**Document segment**.
◇ ◇ ◇ ◇ ◇ ◇ ◇

It is the Italian philosopher, Antonio Gramsci who is generally considered to be the founder of what is known as Cultural Marxism. Cultural Marxism is that brand of Marxism that fuels the critical race theory movement today. In an article for the Foundation for Economic Education (FEE), “Antonio Gramsci: the Godfather of Cultural Marxism,” author Bradley Thomas writes,
There’s little debate that modern-day American universities, public education, mainstream media, Hollywood, and political advocacy groups are dominated by leftists. This is no accident, but part of a deliberate strategy to pave the way for communist revolution developed more than eight decades ago by an Italian political theorist named Antonio Gramsci. Described as one of the world’s most important and influential Marxist theorists since Marx himself, if you are not familiar with Gramsci, you should be. Gramsci wrote in the 1930s of a “war of position” for socialists and communists to subvert Western culture from the inside. The Italian communist (1891–1937) is credited with the blueprint that has served as the foundation for the Cultural Marxist movement in modern America. . . . In his view, a new collective will is required to advance this war of position for the revolution. To him, it is vital to evaluate what can stand in the way of this will, i.e. certain influential social groups with the prevailing capitalist ideologies that could impede this progress. Gramsci spoke of organizations including churches, charities, the media, schools, universities and “economic corporate” power as organizations that needed to be invaded by socialist thinkers.
On August 17, 2020, the website of Catholic World Report published a review of a new book written by Paul Kengor titled The Devil and Karl Marx. The following is an excerpt from that review:
In the chapter entitled “My Soul is Chosen for Hell,” Kengor provides excerpts from the demonic poetry and prose of Marx—written several years before his Communist Manifesto (1848)—in which he waxed poetic about “the hellish vapors that rise and fill the brain, Till I go mad and my heart is utterly changed. See this sword? The Prince of Darkness sold to me. For me he beats the time and gives the signs. Ever more boldly I play the dance of death.” Remarking on that poem, entitled “The Player,” Kengor notes, “The blood violinist is not destroying the world because he hates it, but is doing so in order to spite God, out of derision and mockery against the Creator. He is a rebel, like Satan, the ultimate rebel against God and Heaven.” Marxism does the same by destroying the world as it exists, creating a new world in which God is destroyed and man is elevated.”
Those four words—“creating a new world”—is not only the goal of Marxism, but also of critical race theory.

◇ ◇ ◇ ◇ ◇ ◇ ◇

(Point localization data)
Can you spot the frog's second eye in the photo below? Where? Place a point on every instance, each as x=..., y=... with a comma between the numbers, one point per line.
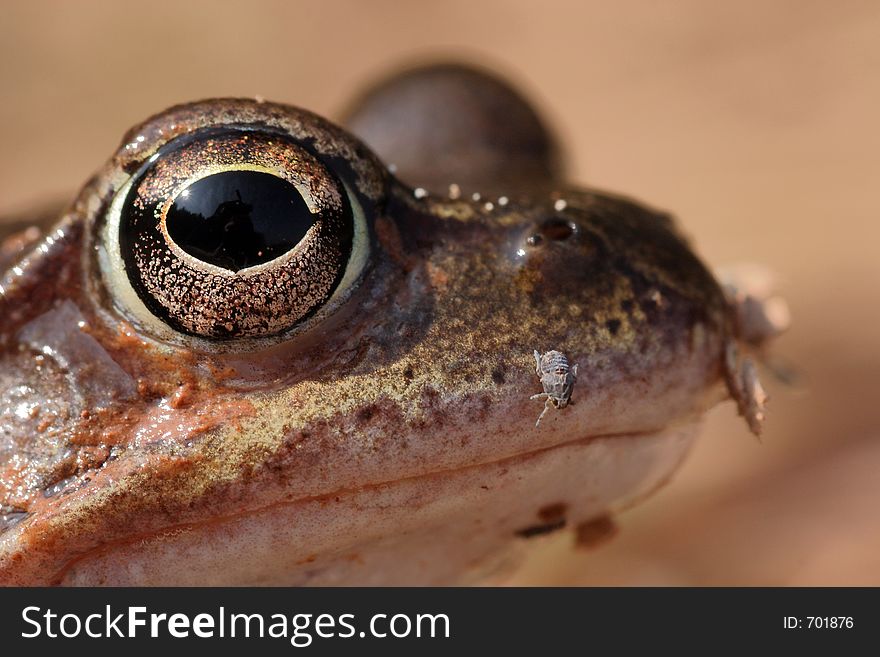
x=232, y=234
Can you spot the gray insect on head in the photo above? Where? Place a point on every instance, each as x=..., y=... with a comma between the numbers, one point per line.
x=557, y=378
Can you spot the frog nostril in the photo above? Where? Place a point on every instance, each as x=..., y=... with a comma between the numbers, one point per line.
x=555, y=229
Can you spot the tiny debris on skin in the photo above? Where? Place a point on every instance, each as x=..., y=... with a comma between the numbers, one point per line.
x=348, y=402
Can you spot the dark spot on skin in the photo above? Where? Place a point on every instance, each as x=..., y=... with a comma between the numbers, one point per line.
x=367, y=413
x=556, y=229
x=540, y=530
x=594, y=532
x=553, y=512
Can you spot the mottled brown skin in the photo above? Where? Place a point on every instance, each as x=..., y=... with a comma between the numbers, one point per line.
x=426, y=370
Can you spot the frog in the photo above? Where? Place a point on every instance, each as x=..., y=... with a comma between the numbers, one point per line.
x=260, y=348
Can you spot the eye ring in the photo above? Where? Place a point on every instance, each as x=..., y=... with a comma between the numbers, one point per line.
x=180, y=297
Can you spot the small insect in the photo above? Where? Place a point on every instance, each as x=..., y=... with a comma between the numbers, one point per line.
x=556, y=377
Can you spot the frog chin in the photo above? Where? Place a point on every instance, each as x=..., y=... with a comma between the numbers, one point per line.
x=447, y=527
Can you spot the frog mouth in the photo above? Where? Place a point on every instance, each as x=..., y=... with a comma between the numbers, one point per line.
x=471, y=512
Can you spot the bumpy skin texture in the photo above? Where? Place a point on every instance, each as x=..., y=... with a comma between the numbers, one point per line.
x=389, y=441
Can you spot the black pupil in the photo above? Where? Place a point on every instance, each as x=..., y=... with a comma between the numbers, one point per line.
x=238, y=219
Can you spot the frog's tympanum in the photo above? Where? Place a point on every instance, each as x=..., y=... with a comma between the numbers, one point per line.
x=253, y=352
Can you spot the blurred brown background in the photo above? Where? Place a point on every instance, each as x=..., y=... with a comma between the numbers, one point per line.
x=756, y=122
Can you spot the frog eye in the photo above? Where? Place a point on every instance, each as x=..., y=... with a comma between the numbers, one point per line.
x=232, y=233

◇ ◇ ◇ ◇ ◇ ◇ ◇

**Activity A**. List the organizations that, according to the text on Cultural Marxism, Gramsci said needed to be invaded by socialist thinkers.
**Activity B**. Render this sentence from the text on Cultural Marxism in Spanish: "Gramsci wrote in the 1930s of a “war of position” for socialists and communists to subvert Western culture from the inside."
**Activity C**. Resume the text on Cultural Marxism right after its last sentence and carry it forward.

**Reply A**.
- churches
- charities
- the media
- schools
- universities
- "economic corporate" power

**Reply B**. Gramsci escribió en la década de 1930 sobre una «guerra de posiciones» para que los socialistas y los comunistas subvirtieran la cultura occidental desde dentro.

**Reply C**.
CRT and Marxism
That CRT and Marxism have those goals in common is why I titled this essay as I did. Contrary to popular narrative and opinion, critical race theory is not merely a “new way to view history” (as many critical race theory apologists would to suggest). CRT is not merely some innocuous, inoffensive, unobjectionable approach to teaching white people how not to be “racist” (because in critical race theory only white people can be racists). Quite the contrary. Critical race theory, like the Marxist ideology that undergirds it, is thoroughly eschatological in that it seeks to destroy Western society and replace it with an altogether new society in which ethnic partiality and sexual and cultural intersectionality are normative. That vision is reflected by Richard Delgado and Jean Stefancic in Critical Race Theory: An Introduction:
Although CRT began as a movement in the law, it has rapidly spread beyond that discipline. Today, many scholars in the field of education consider themselves critical race theorists who use CRT’s ideas to understand issues of school discipline and hierarchy, tracking, affirmative action, high-stakes testing, controversies over curriculum and history, bilingual and multicultural education, and alternative and charter schools. . . . Political scientists ponder voting strategies coined by critical race theorists, while women’s studies professors teach about intersectionality. . . . Ethnic studies courses often include a unit on critical race theory, and American studies departments teach material on critical white studies developed by CRT writers. Sociologists, theologians, and health care specialists use critical race theory and its ideas. Philosophers incorporate critical race ideas in analyzing issues such as viewpoint discrimination and whether Western philosophy is inherently white in its orientation, values, and method of reasoning. Unlike some academic disciplines, critical race theory contains an activist dimension. It tries not only to understand our social situation but to change it, setting out not only to ascertain how society organizes itself along racial lines and hierarchies but to transform them.”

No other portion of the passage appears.